Begin RECORDS FOR THIS TASK

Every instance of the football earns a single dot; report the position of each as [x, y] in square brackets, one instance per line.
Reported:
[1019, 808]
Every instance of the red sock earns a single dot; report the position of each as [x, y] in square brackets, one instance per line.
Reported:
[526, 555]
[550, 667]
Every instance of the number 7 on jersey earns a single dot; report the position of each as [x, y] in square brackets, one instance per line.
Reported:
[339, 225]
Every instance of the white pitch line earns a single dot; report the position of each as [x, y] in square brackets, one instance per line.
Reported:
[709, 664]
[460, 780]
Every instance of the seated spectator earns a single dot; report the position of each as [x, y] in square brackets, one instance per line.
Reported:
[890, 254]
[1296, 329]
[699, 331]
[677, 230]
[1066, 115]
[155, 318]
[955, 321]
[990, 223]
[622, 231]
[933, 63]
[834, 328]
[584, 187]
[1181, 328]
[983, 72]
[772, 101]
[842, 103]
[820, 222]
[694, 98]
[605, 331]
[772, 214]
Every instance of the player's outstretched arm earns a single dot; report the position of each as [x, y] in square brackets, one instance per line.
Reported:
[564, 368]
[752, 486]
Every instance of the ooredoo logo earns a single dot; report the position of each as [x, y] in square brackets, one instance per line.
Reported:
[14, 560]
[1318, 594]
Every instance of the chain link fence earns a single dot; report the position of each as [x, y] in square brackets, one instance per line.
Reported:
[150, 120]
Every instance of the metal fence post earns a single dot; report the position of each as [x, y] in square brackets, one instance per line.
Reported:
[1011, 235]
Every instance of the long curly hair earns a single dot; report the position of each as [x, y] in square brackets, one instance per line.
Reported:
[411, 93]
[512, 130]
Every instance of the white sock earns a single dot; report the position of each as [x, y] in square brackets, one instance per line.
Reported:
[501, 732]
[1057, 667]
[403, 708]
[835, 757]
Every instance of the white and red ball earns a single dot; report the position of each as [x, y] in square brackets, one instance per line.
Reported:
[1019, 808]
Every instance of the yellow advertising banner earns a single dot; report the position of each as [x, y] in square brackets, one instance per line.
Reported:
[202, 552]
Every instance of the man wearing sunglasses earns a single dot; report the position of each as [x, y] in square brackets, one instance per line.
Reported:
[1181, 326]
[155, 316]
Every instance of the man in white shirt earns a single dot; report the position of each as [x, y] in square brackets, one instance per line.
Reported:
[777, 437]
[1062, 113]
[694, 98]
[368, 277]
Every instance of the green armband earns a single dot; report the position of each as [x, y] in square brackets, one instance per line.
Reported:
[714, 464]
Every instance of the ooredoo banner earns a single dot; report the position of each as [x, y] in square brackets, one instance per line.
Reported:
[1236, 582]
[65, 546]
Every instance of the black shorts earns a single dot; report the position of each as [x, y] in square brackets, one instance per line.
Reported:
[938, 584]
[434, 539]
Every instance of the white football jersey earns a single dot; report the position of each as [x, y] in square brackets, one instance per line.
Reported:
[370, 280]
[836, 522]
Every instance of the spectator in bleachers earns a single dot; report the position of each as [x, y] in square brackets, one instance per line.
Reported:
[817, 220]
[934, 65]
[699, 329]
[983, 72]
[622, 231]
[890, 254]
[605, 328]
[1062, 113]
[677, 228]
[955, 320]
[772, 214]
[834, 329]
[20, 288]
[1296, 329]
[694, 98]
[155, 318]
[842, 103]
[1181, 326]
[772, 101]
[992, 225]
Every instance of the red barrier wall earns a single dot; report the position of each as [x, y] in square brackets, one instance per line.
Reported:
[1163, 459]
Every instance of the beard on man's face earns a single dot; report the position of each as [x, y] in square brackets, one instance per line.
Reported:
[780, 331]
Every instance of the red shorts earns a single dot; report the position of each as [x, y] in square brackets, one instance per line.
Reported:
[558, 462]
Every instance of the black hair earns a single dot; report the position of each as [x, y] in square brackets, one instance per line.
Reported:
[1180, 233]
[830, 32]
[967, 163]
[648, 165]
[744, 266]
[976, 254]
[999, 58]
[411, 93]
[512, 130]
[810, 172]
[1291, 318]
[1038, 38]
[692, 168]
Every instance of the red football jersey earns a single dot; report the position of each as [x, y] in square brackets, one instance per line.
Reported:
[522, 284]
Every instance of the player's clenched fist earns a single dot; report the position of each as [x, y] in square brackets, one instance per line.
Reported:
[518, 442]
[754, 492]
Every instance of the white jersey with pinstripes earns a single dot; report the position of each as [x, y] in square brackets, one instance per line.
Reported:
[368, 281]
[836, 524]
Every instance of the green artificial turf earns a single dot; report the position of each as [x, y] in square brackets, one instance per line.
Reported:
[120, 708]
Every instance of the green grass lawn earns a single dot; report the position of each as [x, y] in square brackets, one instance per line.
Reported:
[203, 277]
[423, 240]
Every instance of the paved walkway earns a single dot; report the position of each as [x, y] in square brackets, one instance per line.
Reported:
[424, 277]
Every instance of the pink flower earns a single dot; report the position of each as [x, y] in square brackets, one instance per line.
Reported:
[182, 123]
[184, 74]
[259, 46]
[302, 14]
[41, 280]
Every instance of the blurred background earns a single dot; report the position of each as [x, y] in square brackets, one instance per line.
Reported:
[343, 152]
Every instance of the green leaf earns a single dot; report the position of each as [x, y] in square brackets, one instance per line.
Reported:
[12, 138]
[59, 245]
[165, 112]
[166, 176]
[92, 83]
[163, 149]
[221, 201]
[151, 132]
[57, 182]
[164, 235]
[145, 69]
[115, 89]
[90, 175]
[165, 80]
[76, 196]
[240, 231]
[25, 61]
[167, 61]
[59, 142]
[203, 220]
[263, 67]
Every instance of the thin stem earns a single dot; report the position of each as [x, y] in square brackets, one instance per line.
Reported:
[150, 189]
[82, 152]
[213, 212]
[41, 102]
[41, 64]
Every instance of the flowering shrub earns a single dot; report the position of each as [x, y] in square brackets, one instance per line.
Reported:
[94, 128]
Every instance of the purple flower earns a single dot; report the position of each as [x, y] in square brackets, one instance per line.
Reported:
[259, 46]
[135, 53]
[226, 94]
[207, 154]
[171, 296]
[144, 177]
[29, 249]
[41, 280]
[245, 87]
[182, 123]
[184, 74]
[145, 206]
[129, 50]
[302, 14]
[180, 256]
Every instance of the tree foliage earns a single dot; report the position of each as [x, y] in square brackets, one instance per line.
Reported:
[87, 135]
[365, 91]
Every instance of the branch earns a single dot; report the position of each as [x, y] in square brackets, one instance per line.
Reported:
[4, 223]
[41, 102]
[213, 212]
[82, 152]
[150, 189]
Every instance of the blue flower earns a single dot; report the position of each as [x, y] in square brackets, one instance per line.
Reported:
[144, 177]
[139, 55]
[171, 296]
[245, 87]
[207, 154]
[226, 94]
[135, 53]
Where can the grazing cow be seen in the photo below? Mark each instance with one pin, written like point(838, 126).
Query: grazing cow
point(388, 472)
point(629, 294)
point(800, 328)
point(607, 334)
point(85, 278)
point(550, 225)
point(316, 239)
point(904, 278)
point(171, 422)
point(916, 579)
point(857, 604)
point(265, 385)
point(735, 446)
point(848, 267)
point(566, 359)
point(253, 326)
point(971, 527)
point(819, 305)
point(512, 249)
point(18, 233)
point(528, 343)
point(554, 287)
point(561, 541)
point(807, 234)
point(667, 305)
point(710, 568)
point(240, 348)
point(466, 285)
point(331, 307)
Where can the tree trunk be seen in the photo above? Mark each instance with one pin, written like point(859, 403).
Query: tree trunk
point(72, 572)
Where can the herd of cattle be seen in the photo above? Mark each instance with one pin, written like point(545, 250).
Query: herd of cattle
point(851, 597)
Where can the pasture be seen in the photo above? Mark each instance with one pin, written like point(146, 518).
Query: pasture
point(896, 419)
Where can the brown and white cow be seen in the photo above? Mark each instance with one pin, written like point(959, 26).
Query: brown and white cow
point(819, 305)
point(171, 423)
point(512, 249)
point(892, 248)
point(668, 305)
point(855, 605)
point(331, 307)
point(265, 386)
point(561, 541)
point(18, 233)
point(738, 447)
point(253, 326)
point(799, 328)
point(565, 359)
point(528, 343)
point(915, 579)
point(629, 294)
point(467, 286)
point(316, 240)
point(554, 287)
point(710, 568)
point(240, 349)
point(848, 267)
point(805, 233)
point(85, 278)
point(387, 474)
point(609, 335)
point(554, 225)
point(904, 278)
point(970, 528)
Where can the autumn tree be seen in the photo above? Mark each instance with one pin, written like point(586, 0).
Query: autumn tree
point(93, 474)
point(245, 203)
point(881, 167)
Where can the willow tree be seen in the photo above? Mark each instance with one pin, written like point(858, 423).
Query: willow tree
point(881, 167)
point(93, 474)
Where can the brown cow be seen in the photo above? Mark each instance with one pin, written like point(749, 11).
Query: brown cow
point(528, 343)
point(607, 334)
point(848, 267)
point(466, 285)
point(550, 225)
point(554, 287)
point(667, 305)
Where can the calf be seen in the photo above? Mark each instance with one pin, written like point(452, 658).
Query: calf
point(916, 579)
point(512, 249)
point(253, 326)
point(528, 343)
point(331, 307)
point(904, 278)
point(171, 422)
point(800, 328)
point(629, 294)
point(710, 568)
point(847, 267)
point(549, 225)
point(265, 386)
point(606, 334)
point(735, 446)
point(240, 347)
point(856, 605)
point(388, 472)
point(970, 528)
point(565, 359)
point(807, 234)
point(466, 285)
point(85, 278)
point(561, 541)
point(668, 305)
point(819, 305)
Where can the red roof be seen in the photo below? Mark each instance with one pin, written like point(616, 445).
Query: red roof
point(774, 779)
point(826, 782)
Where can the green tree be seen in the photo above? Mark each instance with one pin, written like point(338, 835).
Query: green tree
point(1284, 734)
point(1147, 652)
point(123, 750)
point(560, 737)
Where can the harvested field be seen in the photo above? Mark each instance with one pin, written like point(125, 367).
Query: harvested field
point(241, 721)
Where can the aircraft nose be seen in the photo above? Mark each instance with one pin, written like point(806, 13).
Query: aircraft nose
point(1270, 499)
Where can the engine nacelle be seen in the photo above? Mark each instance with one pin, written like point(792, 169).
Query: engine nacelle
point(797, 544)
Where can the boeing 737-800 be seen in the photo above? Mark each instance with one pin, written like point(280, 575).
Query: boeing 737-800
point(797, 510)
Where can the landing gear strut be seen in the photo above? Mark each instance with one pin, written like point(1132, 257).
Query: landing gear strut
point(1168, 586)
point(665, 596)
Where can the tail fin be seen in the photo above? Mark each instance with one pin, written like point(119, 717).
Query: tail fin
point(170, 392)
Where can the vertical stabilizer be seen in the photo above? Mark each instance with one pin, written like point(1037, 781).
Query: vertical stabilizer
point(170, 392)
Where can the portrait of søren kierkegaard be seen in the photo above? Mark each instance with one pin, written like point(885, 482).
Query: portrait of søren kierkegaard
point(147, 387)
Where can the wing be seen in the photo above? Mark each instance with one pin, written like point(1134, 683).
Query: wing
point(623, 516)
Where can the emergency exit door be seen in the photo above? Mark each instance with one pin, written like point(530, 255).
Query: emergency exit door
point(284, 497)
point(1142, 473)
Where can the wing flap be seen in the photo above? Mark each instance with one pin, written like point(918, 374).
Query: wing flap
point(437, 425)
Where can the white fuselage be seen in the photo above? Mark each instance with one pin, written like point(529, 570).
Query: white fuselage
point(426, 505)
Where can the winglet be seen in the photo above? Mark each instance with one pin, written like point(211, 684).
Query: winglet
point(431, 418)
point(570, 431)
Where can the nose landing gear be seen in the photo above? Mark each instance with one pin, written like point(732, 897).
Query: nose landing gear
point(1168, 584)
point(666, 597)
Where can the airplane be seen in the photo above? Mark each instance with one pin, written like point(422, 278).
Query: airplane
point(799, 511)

End RECORDS FOR THIS TASK

--- REQUEST ---
Rescale the records from the line with "Where can the landing" up to and including the line with "point(665, 596)". Reproduce every line, requests included. Multiply each coordinate in the answer points by 2.2 and round it to a whole number, with halves rounding up, and leave the numbers in the requests and their format samples unchanged.

--- TASK ANSWER ---
Where can the landing gear strut be seen in the photo above? Mark each instance with one pin, written like point(1132, 257).
Query: landing gear strut
point(2570, 1289)
point(1463, 1311)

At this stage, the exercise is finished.